Given instruction:
According to the forum thread below, which kernel upgrade led to ss-redir ending up in uninterruptible sleep?

Text shown:

※

LinuxQuestions.org
Visit Jeremy's Blog.
Go Back   LinuxQuestions.org > Forums > Linux Forums > Linux - Distributions > Slackware
User Name
Password
Slackware This Forum is for the discussion of Slackware Linux.

Notices


Reply
  Search this Thread
Old 05-04-2018, 02:43 AM   #1
awabimakoto
LQ Newbie
 
Registered: Aug 2012
Distribution: slackware
Posts: 4

Rep: Reputation: 1
getsockopt() results in D state after upgrading to kernel 4.4.118


Hello Slackers and all LQ folks,

I use slackware 14.2 and I am the maintainer of shadowsocks-libev in SlackBuilds.org. After upgrading to kernel 4.4.118 the code I found that the command ss-redir from package shadowsocks-libev will result in uninterruptible sleep (D state) after first connection request. ss-redir is a transparent proxy. I also tried to compile redsocks which does a similar job, and the problem persists. Invoking strace ss-redir will throw out the results below.

※

Raw records:
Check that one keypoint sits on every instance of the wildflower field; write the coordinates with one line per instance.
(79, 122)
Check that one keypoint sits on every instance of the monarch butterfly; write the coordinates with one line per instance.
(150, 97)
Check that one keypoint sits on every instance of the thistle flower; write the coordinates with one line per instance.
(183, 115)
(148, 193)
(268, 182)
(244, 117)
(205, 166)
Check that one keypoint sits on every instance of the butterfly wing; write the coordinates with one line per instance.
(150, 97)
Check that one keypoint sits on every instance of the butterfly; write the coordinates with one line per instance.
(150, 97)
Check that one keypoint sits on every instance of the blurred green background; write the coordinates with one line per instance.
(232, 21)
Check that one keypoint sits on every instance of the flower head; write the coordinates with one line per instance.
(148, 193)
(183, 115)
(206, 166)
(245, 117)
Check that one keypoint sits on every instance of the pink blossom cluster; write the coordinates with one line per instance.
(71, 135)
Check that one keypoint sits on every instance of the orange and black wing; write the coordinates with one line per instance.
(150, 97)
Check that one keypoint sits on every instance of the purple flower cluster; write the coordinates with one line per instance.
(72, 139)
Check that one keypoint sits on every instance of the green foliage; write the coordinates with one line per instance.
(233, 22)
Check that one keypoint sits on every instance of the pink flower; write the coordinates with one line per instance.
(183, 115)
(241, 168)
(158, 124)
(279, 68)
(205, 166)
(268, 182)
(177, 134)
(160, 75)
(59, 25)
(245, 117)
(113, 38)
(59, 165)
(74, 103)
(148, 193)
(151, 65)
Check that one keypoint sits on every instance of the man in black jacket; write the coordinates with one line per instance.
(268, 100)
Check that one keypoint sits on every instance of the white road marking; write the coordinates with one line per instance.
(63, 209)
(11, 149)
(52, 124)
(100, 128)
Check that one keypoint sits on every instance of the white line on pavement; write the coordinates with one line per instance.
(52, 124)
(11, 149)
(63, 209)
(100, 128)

※

Solved exercise:
The upgrade to kernel 4.4.118.